* _Set problem 1_
In the review of a Beckett biography below, up to what age does the book follow Beckett?

* _Reading text_

------------------------------------------------------------

A methodically reasoned alterative view of Beckett that follows the playwright and novelist from his birth until age 40, when he began to find himself as a writer. Gordon (American Chronicle, not reviewed) parts ways with the popular understanding of Beckett as a grim, rattled existentialist introvert who barely clung to sanity. She explores his life within a larger historical context, following him from his conservative, morally minded, upper-class rearing in a well-heeled suburb of Dublin, to his academic and athletic successes before and during study at Trinity College, his rebellious immersion in bohemian Paris and in economically devastated 1930s London, and finally his involvement as a WW II Resistance fighter in France. Gordon's craft and her scruples are impressive. Rather than argue at length with biographers who have presented Beckett in a different light, she seeks to put us in his shoes by describing in detail, for example, the probable impact on Beckett of his close friendship with James Joyce in terms that help us to feel it, and the political-cultural circumstances leading up to the rise of the Vichy government so that a reader can judge Beckett's likely motives and emotions in opposing it. Her approach is bold, yet measured. Avoiding extensive discussion of his work and choosing not to emphasize the testimonials of people who knew him, Gordon relies mainly on external events to support her thesis. Of course, her conclusion--""Beckett was not a fragile and reclusive man set apart from the real world. He was a sensitive and courageous man marked by and responsive to the world""--is arguable, but she significantly extends the scholarship about her subject. The clarity of Gordon's writing, never marred by willfulness or anxiety, is ideally suited to posing her challenge. Her study also draws us in by sheer narrative force. An exemplary glimpse of a literary enigma.

------------------------------------------------------------

[Saved entries]
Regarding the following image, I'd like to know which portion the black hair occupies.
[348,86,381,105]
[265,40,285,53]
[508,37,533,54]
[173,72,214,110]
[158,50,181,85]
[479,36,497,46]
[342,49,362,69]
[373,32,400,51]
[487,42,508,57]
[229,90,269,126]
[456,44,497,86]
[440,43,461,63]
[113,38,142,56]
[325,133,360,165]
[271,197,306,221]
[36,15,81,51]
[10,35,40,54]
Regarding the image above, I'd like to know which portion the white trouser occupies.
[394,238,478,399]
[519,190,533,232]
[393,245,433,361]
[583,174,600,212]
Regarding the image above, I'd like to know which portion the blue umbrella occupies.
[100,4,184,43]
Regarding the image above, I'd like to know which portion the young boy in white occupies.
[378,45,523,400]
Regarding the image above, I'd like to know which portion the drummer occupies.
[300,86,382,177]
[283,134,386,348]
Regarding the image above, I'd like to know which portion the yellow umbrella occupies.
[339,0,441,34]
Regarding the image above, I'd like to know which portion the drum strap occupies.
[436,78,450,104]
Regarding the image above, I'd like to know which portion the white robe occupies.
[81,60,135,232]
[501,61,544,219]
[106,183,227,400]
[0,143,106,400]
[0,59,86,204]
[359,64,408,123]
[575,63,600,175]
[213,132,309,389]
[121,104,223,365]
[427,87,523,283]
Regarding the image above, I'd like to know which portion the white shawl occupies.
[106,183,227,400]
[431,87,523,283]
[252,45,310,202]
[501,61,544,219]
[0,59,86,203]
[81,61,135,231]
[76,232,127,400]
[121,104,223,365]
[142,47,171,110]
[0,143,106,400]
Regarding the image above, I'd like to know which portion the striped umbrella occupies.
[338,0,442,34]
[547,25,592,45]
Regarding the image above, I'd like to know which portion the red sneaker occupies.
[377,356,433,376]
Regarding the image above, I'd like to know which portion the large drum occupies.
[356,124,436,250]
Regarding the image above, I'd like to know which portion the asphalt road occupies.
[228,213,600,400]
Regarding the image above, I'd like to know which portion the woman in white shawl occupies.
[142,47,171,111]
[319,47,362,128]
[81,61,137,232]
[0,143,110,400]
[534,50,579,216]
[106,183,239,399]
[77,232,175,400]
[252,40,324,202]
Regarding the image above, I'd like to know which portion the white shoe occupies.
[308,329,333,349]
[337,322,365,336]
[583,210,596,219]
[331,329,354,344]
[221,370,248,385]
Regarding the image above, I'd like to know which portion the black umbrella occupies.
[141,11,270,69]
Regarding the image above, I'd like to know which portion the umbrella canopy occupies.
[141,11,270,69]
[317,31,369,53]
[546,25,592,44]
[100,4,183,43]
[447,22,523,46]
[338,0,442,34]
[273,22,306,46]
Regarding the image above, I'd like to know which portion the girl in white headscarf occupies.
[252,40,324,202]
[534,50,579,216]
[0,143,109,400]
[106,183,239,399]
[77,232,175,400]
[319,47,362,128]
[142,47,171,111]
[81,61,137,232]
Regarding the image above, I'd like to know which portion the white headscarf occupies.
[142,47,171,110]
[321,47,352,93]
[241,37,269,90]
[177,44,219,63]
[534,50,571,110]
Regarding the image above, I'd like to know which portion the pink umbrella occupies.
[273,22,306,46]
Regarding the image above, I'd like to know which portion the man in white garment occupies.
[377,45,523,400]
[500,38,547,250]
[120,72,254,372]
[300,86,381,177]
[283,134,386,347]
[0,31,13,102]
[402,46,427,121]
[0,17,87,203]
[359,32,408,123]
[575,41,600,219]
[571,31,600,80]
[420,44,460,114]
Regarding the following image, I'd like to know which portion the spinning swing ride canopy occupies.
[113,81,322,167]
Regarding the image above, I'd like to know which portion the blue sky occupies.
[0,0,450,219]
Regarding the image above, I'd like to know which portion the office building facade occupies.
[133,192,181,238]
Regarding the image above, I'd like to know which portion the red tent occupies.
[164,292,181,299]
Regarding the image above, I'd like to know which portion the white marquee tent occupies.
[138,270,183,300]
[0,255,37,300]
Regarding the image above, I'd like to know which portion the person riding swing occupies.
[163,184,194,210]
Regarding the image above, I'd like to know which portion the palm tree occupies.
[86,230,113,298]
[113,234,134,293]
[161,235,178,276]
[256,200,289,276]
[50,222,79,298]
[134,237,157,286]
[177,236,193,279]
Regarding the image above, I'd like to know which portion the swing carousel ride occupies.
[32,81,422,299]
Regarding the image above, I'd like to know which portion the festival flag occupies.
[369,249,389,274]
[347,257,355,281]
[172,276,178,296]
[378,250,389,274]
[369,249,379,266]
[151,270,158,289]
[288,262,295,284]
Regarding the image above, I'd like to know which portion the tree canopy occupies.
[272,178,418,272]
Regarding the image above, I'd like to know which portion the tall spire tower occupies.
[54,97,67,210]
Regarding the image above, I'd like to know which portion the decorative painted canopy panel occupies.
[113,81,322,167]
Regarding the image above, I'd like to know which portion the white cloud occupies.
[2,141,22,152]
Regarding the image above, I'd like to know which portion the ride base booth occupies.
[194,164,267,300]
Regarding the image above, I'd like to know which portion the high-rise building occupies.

------------------------------------------------------------

* _Set problem 2_
Convert the stretch of the Saved entries listing from the line containing "palm tree occupies." through the line containing "[32,81,422,299]" into a JSON list of strings, one string per line, omitting blank lines.

* _Exercise result 1_
Until age 40, when he began to find himself as a writer.

* _Exercise result 2_
[
  "Regarding the image above, I'd like to know which portion the palm tree occupies.",
  "[86,230,113,298]",
  "[113,234,134,293]",
  "[161,235,178,276]",
  "[256,200,289,276]",
  "[50,222,79,298]",
  "[134,237,157,286]",
  "[177,236,193,279]",
  "Regarding the image above, I'd like to know which portion the swing carousel ride occupies.",
  "[32,81,422,299]"
]